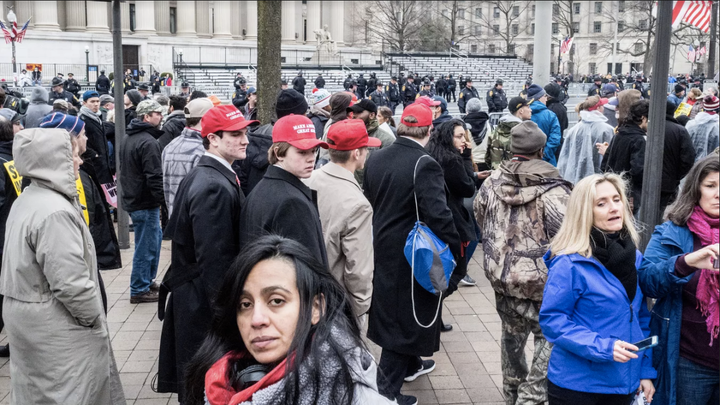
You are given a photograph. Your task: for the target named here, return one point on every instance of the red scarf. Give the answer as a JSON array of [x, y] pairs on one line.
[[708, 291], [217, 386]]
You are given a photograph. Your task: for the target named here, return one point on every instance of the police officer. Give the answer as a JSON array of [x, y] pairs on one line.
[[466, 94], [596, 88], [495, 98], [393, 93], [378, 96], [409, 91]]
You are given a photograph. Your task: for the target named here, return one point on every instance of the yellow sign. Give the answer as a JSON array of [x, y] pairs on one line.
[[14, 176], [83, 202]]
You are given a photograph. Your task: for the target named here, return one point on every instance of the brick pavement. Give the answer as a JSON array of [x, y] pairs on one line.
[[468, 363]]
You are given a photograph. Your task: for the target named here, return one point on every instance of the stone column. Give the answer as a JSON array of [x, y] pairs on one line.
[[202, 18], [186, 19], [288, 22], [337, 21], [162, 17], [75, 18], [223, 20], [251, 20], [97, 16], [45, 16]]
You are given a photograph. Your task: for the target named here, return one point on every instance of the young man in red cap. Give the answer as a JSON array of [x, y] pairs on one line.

Task instructions
Rewrite every line above as a numbered list, skipping blank lines and leaving the pictures out.

Solution for this problem
1. You are given a photograph. Your task: for the target named here, return one point on every instance of the red scarf. Give the answer as a JSON array of [x, y] pairs on one line.
2. [[708, 291], [217, 386]]
3. You are given a photograph. Your task: for the target named here, return one point on every instance of the police officer. Give the answer as a JSON array of [x, y] pairs on one line.
4. [[466, 94], [596, 88], [495, 98], [393, 93], [378, 96], [409, 91]]
5. You are given a photograph. Your task: for the target named here, return one point on every instance of the yellow sign. Give the answer as a JSON array of [x, y] pairs on one line.
6. [[14, 176], [83, 202]]
7. You are given a photograph. Your task: for the target named here, return one point on every instance of the brick pavement. Give the answer as a JSON array of [x, y] pairs on one line.
8. [[468, 363]]
9. You are given a photograph. Your task: for the target named here, return one point on every instance of the stone column. Give the answer as a JSON array of [x, y] pairs on one line.
10. [[202, 18], [186, 19], [288, 22], [337, 21], [162, 17], [75, 18], [223, 20], [251, 20], [97, 16], [45, 16]]
11. You are given a photograph. Your task: for the target named here, return one point on every instance of the young man in red cap. Give the answer as a JSON array of [x, y] pairs on one line.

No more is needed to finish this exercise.